DIRECTIONS:
1 – In the motorcycle helmet article, rewrite the paragraph beginning "Another tidbit of info" as a short bulleted list that keeps its main facts.
2 – Answer these questions using the motorcycle helmet article:
(a) Into how many parts was the helmet information series divided?
(b) Which helmet types does it recommend for riders who don't want their face torn off in a crash?
(c) What does it suggest carrying a spare visor in?
3 – Carry on the motorcycle helmet article from the point where it stops.

SELECTED PASSAGE:
Last week we gave you AMERiders Motorcycle Helmet Information Part 2 well this is the Motorcycle Helmet Information series article conclusion. Instead of having you read so much in one sitting AMERiders decided to break it up into three parts for you, I know I don’t like reading so much in one sitting. So, breaking it down seemed the best to do. We left off with telling you how to clean your helmet so now we will explain a bit about helmet types and etc.
3/4, Open-Face And Skid Lids oh my!
Everyone has their own preference on what type of helmet to wear some prefer to wear 3/4, Open-Face or half-shell while others prefer to wear full-face or modular helmets. (We sell all of these and more). However, if you are too pretty to have your face torn off in a crash like some of us at AMERiders then wearing a full face or Modular helmet is the way to go.
Also worth considering: bugs, rain, hail, road debris, rocks, wind, cold, being seen talking to yourself, seagulls. can all be warded away from your face with a visor that covers your face as the Modular, Full-face, open face and some 3/4 helmets.
Sun Glasses, Flip-Down Shades, And Visors
Another tidbit of info in our Helmet Information series is about Sun Glasses, Flip-Down Shades, And Visors. It gets bright outside, so you’ll want to protect your eyes. Hands down the best way to do this is by swapping your clear visor for a tinted one. This completely encloses your face and encompasses your vision; everything you look through and all light reaching your eyes is at the same level of brightness. Carry a spare in an old sock and swap between clear and dark at dawn and dusk.

DATA EXCERPTS:
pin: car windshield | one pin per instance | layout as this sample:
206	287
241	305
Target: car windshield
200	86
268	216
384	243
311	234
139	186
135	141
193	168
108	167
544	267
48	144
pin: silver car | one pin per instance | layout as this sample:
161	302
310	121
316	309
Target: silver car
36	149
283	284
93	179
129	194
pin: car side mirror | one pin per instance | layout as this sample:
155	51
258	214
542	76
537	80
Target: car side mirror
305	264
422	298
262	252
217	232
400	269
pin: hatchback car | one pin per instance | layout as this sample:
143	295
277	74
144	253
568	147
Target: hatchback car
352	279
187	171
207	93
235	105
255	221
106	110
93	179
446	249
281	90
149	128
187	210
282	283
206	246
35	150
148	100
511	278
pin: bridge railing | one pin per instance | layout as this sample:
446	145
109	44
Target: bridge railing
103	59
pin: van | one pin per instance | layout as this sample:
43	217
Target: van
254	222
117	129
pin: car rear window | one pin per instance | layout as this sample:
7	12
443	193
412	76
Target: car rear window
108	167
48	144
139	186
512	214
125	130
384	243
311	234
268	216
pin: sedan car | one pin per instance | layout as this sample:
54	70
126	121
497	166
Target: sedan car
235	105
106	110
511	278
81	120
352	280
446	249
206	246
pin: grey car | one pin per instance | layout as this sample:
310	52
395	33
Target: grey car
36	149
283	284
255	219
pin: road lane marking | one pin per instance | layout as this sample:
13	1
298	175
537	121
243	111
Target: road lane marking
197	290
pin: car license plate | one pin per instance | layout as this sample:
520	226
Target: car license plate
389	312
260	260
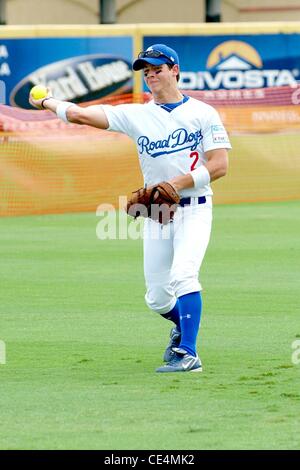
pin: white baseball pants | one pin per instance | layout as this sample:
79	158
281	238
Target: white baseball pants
173	255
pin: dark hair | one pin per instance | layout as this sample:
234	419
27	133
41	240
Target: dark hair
170	67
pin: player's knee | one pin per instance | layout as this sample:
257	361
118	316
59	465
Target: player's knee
160	302
185	283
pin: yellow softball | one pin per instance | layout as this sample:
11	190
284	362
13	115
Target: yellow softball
38	92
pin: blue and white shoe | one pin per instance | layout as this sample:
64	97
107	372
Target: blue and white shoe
182	362
175	337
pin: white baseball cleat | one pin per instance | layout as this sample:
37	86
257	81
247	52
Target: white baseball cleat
182	362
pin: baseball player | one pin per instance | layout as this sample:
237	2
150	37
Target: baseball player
182	141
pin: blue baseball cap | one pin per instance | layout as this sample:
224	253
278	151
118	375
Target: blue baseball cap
157	54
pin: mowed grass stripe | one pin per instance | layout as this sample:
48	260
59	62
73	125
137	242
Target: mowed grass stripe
82	347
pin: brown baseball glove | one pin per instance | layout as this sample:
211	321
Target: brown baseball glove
159	202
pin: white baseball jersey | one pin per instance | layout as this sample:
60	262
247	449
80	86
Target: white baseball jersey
172	143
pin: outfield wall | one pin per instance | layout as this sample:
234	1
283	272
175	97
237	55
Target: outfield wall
248	72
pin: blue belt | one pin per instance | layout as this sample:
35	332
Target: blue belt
186	201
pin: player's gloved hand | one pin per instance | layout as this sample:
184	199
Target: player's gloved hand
38	103
159	202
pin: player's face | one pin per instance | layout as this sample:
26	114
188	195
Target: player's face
158	77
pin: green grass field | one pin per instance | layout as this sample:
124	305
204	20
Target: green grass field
82	348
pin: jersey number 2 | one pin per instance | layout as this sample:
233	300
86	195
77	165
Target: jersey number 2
194	155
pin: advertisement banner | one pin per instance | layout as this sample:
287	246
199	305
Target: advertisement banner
76	69
234	62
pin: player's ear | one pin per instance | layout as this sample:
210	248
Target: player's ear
175	69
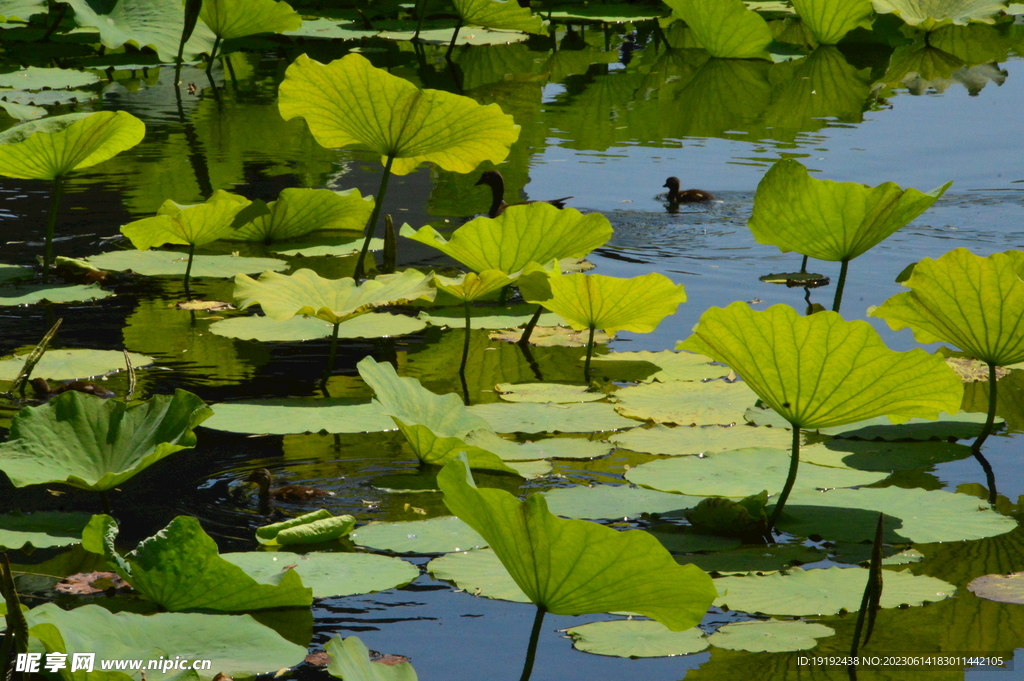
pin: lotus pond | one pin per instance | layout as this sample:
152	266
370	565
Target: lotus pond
279	391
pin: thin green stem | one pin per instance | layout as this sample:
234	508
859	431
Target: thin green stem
372	226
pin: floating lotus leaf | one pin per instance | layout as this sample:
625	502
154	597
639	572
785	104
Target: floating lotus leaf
329	573
725	28
95	443
740	473
242	646
830	220
574	566
298	212
975	303
822	371
349	101
238	18
305	292
820	592
770	636
686	402
53	146
532	232
442	535
636	638
64	365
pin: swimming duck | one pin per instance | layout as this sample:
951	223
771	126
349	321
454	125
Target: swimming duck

TASK-BY-TASK RESULTS:
1 –
- Bright outdoor light means riders should protect their eyes.
- The best way is to swap a clear visor for a tinted one.
- A tinted visor encloses the face and covers the whole field of vision, so all light reaching the eyes is equally bright.
- Carry a spare visor in an old sock and switch between clear and dark at dawn and dusk.

2 –
(a) Three parts.
(b) Full-face or modular helmets.
(c) An old sock.

3 –
Some riders prefer sunglasses or even goggles. However, Looking through two layers of plastic (glasses and visor) is never going to be as clear as looking through one. Sunglasses/Goggles allow your face to get burned and don’t totally protect your eyes. Same thing goes for flip-down sun visors, which also impair a helmet’s safety in a crash.
Either way, keep your vision clear and free from hazardous debris while taking on the open road. and ensure you either have a visor on your helmet or you are wearing a pair of glasses or goggles.
Different Helmets For Different Disciplines
Some other tidbits for you in our Helmet Information series conclusion are about the different helmet disciplines. Nice, round, normal helmets do everything pretty well. If you’re not sure what kind of helmet you want or need, start here. Sports helmets tend to include more ventilation and cant the horizon up a bit, to facilitate vision when tucked in or hanging off. They may also prioritize stability at higher speeds. They tend to be very loud. Adventure helmets add a dirt-style peak for added pose-appeal. You don’t need one. Some allow you to wear goggles, but none work better with them.
Dual-Sport helmets are dirt bike helmets that are road legal. Look for ECE or Snell certification, DOT should never be considered enough. These are miserable at highway speeds. Peaks exist to deflect “roost” kicked up by the rear tire of bikes in front of you. Motocross helmets are crazy light and extremely well ventilated. They may not be road legal.
Novelty helmets allow road pirates to look like they’re abiding by the letter of the law, without being all unmanly and actually providing any safety, comfort or weather protection. Potato, potato! Retro helmets don’t work as well as normal helmets and are primarily for looking neat on Instagram.
Aerodynamics, Inside, And Out
A helmet’s job is to slip through the air with as much stability as possible, in directions other than straight ahead too. This facilitates comfort obviously but also makes things like looking over your shoulder every time you change lanes or speed that much easier and quicker and a nicely re-attached airflow is also a quieter airflow. Smooth, round shapes do all this best. Or smaller helmets with boat tails. The fewer protruding bits and seams and whatnot there are, the more stable and quieter a helmet will be.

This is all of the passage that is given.